(Stored data entries)
• • • •

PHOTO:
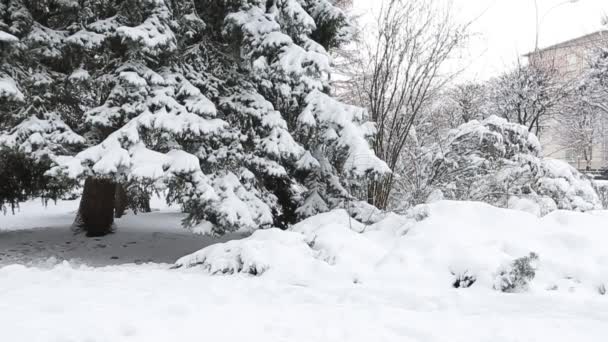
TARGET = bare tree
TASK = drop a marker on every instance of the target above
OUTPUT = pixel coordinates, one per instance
(579, 125)
(400, 67)
(527, 95)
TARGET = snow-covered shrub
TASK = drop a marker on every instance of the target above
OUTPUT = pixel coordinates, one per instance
(601, 187)
(501, 163)
(23, 176)
(516, 276)
(463, 280)
(254, 255)
(364, 212)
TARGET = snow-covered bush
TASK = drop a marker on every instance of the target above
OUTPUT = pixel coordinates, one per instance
(254, 255)
(500, 163)
(601, 188)
(516, 276)
(453, 244)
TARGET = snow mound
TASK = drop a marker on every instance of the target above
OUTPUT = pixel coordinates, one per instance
(265, 252)
(435, 246)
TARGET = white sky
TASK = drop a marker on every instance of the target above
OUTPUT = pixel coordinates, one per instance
(504, 29)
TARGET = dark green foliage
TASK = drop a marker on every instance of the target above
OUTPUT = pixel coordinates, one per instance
(516, 276)
(23, 177)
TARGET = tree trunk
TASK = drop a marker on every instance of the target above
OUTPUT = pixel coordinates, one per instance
(96, 212)
(120, 201)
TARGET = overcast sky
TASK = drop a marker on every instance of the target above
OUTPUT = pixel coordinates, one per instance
(504, 29)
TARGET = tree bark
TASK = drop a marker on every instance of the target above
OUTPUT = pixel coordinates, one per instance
(96, 212)
(121, 201)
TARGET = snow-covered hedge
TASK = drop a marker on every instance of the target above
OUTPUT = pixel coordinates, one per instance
(441, 245)
(501, 163)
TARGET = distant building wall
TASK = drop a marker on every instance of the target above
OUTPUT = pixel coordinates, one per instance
(570, 59)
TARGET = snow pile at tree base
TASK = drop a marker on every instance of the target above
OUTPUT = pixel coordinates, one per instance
(440, 245)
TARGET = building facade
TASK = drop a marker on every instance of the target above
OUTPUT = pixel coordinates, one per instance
(569, 60)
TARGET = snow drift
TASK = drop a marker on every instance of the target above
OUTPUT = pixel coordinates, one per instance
(440, 245)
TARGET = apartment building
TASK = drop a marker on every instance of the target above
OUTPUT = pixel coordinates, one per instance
(569, 59)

• • • •

Activity:
Apart from the images, every line above needs to be printed again exactly.

Written reply:
PHOTO:
TARGET = bare tree
TASK = drop a marker on every instance of the target above
OUTPUT = pixel coordinates, one per instance
(579, 125)
(400, 67)
(527, 95)
TARGET = snow-covered shrub
TASK = drop a marker on every instance of the target above
OUTPUT = pixel coordinates, one per instance
(601, 187)
(501, 163)
(23, 176)
(516, 276)
(463, 280)
(254, 255)
(364, 212)
TARGET = snow-covered bush
TASK = drop a marker on every instance of the target above
OUTPUT = pixel coordinates, one per instance
(254, 255)
(500, 163)
(601, 188)
(516, 276)
(453, 244)
TARGET = snow mound
TASK = drop a marker on every instance of the target above
OUTPUT = pixel coordinates, one per instance
(265, 252)
(435, 246)
TARGET = white sky
TASK = drop a marker on every instance of the target above
OUTPUT = pixel coordinates, one per instance
(504, 29)
TARGET = dark green foliage
TASK = drop a marker on every instance of the target above
OUTPUT = pixel coordinates, one per instance
(516, 276)
(23, 177)
TARGET = tree trunk
TASK = drop a marker on every instance of the target above
OUTPUT = pixel coordinates, one per instance
(96, 212)
(120, 201)
TARGET = overcast sky
TASK = drop a marker on every instance of the target above
OUTPUT = pixel coordinates, one per instance
(504, 29)
TARGET = tree bark
TASK = drop a marker on every instance of the target above
OUTPUT = pixel coordinates, one per instance
(96, 212)
(121, 201)
TARGET = snow-covered hedge
TASK = drop a marker on every instance of the target above
OUTPUT = pixel coordinates, one per instance
(441, 245)
(501, 163)
TARGET = distant building wall
TASK = drop a marker on every instance of the target above
OUTPUT = pixel coordinates, one per instance
(570, 59)
TARGET = snow pile at tree base
TASK = drop a marker on every instance of the target above
OUTPUT = pixel coordinates, one per instance
(440, 245)
TARGET = building facade
TASK = drop a marker on every instance of the target above
OUTPUT = pixel coordinates, one per instance
(569, 60)
TARGET = snow drift
TASK = drop a marker on every instance of the target above
OUTPUT = pixel coordinates, one per instance
(440, 245)
TARGET = apartment building
TASK = drop a marker on every instance of the target above
OUTPUT = pixel coordinates, one per instance
(569, 59)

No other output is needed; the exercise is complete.